::: GIVEN PASSAGE

BACKGROUND
Inflammatory bowel disease (IBD) is a chronic autoimmune disorder with an increasing prevalence. Online communities have become vital for communication among IBD patients, especially throughout the COVID-19 pandemic. However, these interactions remain largely underexplored.
OBJECTIVE
This study aims to analyze community posts from three of the largest IBD support groups on Reddit between March 1, 2020, and December 31, 2022, using a pre-trained transformer model, and to validate the classification system's results via comparison to human scoring.
METHODS
We collected 53,333 posts and classified them using OpenAI's GPT-3.5 Turbo model to determine sentiment, categorize topics, and identify demographic information and COVID-19 mentions. Manual validation was performed on a subset of 397 posts to measure inter-rater agreement between human raters and the GPT-3.5 model.
RESULTS
Fleiss’ kappa and Gwet’s AC1 coefficients indicated a high level of agreement between raters, with values ranging from 0.53 to 0.91. Medication (n = 14,909) and Symptoms (n = 14,939) emerged as the most discussed topics. Most posts conveyed a neutral sentiment. While most users did not disclose their age, those who did primarily fell into the 20-29 (n = 2,392) and 30-39 (n = 859) age ranges. After an initial spike in posts within the first month, most posts did not reference the COVID-19 pandemic.
CONCLUSIONS
Our study showcases the potential of generative pre-trained transformer models in processing and extracting insights from medical social media data. Future research can benefit from further sub-analyses of our validated dataset or utilize OpenAI’s model to analyze social media data for other conditions, particularly those where patient experiences are challenging to collect.

::::::
::: SUPPLIED DATA

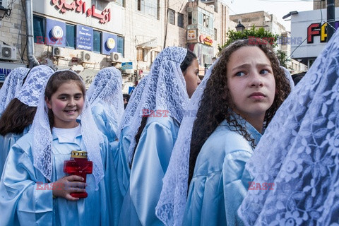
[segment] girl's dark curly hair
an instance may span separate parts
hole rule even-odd
[[[36,112],[36,107],[30,107],[17,98],[13,99],[0,118],[0,135],[22,133],[25,128],[33,122]]]
[[[254,46],[249,43],[249,40],[237,40],[225,48],[215,65],[212,73],[207,81],[206,88],[203,93],[198,109],[196,119],[194,121],[192,138],[191,141],[191,152],[189,155],[189,186],[193,177],[196,158],[201,147],[217,126],[226,119],[230,125],[234,126],[235,131],[243,136],[247,141],[251,142],[254,148],[254,140],[251,138],[246,129],[232,118],[232,98],[227,88],[227,64],[231,54],[242,47]],[[266,55],[270,61],[275,80],[276,93],[272,106],[266,111],[263,126],[267,127],[273,117],[278,108],[286,99],[290,92],[290,86],[285,76],[283,69],[279,66],[279,61],[272,49],[267,44],[256,44]],[[208,119],[208,120],[206,120]]]
[[[54,74],[48,80],[44,90],[44,97],[48,100],[51,100],[52,95],[56,93],[59,88],[64,83],[75,82],[78,85],[81,93],[83,93],[83,98],[86,94],[86,88],[81,80],[81,78],[76,75],[74,72],[70,71],[59,71],[54,72]],[[48,109],[48,119],[49,120],[49,126],[52,128],[54,124],[54,115],[52,109]]]

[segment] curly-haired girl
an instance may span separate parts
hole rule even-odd
[[[192,97],[196,118],[183,119],[157,217],[166,225],[241,224],[237,210],[251,178],[245,164],[290,91],[270,45],[244,40],[225,48]]]

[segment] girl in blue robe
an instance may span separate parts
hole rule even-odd
[[[162,225],[155,206],[189,98],[200,83],[198,73],[196,56],[180,47],[165,49],[153,62],[129,126],[130,183],[119,225]]]
[[[246,225],[338,225],[339,31],[272,119],[246,167],[258,184],[238,210]]]
[[[129,126],[131,119],[136,110],[141,95],[149,76],[143,77],[138,83],[136,88],[133,90],[130,98],[130,102],[127,105],[124,112],[122,120],[120,123],[118,130],[119,143],[117,148],[117,153],[114,157],[114,162],[117,166],[118,174],[119,185],[123,196],[129,186],[129,174],[131,168],[129,162],[129,148],[131,144],[131,136],[129,135]]]
[[[18,67],[13,69],[6,77],[5,81],[0,89],[0,116],[14,98],[16,93],[19,92],[23,86],[23,79],[27,76],[30,69]]]
[[[226,47],[194,93],[165,176],[157,216],[166,225],[241,225],[244,170],[290,90],[269,45]]]
[[[124,114],[121,86],[121,73],[112,66],[100,70],[87,91],[97,128],[113,147],[117,145],[118,125]]]
[[[30,132],[8,154],[0,183],[1,225],[117,223],[119,206],[114,205],[119,203],[120,193],[116,175],[109,170],[114,166],[108,141],[95,126],[85,90],[73,71],[60,71],[51,76]],[[86,183],[81,177],[64,172],[72,150],[87,151],[93,162]],[[83,191],[87,198],[70,194]]]
[[[45,65],[34,67],[28,74],[28,69],[19,69],[12,71],[15,74],[8,76],[16,76],[17,78],[13,79],[20,84],[18,85],[19,88],[13,86],[12,89],[8,90],[9,93],[6,102],[10,101],[7,104],[4,103],[4,105],[6,107],[0,118],[0,177],[11,147],[30,130],[39,97],[44,91],[46,83],[54,73],[51,68]],[[18,78],[18,73],[23,77],[21,79]],[[26,75],[25,83],[21,87],[20,83],[23,83],[23,76]],[[6,87],[7,85],[4,88]],[[12,97],[13,99],[9,100],[8,97]],[[4,100],[1,97],[0,99]]]

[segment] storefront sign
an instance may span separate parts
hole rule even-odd
[[[86,13],[86,16],[92,16],[100,19],[100,23],[106,23],[111,20],[111,9],[105,8],[101,13],[95,12],[95,6],[86,9],[86,2],[82,0],[74,0],[71,4],[66,3],[66,0],[51,0],[51,3],[61,13],[65,13],[66,11],[74,11],[77,13]]]
[[[76,49],[92,51],[93,28],[80,25],[76,25]]]
[[[46,19],[46,39],[37,37],[37,42],[59,47],[66,47],[66,23],[64,22]]]
[[[101,53],[109,55],[111,52],[118,50],[118,37],[116,35],[102,32]]]
[[[133,69],[133,62],[123,62],[121,63],[121,70],[131,70]]]
[[[203,43],[206,44],[212,45],[212,44],[213,43],[213,40],[212,40],[210,37],[206,36],[203,39]]]
[[[196,30],[187,30],[187,40],[195,40],[196,39]]]

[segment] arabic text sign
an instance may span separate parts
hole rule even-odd
[[[93,28],[76,25],[76,49],[93,51]]]

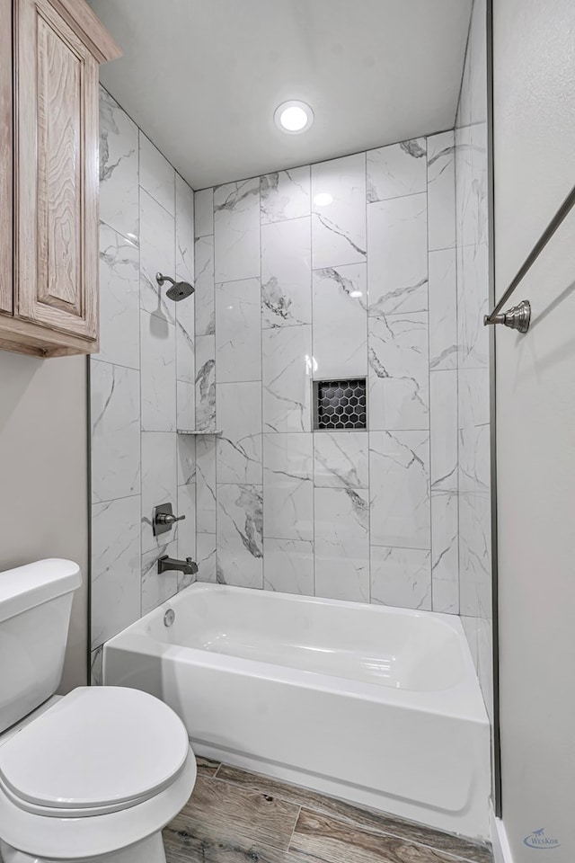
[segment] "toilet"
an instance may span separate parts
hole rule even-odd
[[[196,761],[167,705],[120,686],[56,696],[80,569],[0,573],[0,859],[165,863]]]

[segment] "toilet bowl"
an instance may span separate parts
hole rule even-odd
[[[4,863],[164,863],[162,828],[195,779],[186,730],[162,701],[74,690],[0,735]]]

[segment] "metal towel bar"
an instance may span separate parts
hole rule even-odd
[[[569,215],[574,204],[575,186],[573,186],[570,193],[567,195],[561,207],[549,222],[549,225],[532,248],[531,252],[526,258],[525,263],[518,270],[517,275],[509,284],[509,287],[505,291],[499,303],[495,306],[493,311],[491,313],[491,315],[485,315],[483,317],[483,325],[485,326],[488,326],[490,324],[504,324],[505,326],[510,326],[514,330],[518,330],[519,333],[527,332],[529,329],[529,322],[531,320],[531,305],[529,304],[528,299],[521,300],[518,306],[513,306],[512,308],[508,309],[507,312],[501,312],[501,308],[503,306],[505,306],[519,282],[527,274],[559,226],[563,222],[565,217]]]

::::::

DESCRIPTION OF THE TASK:
According to the IBD study abstract, how many posts were checked manually to compare human raters with the model?

SOLUTION TO THIS TASK:
397 posts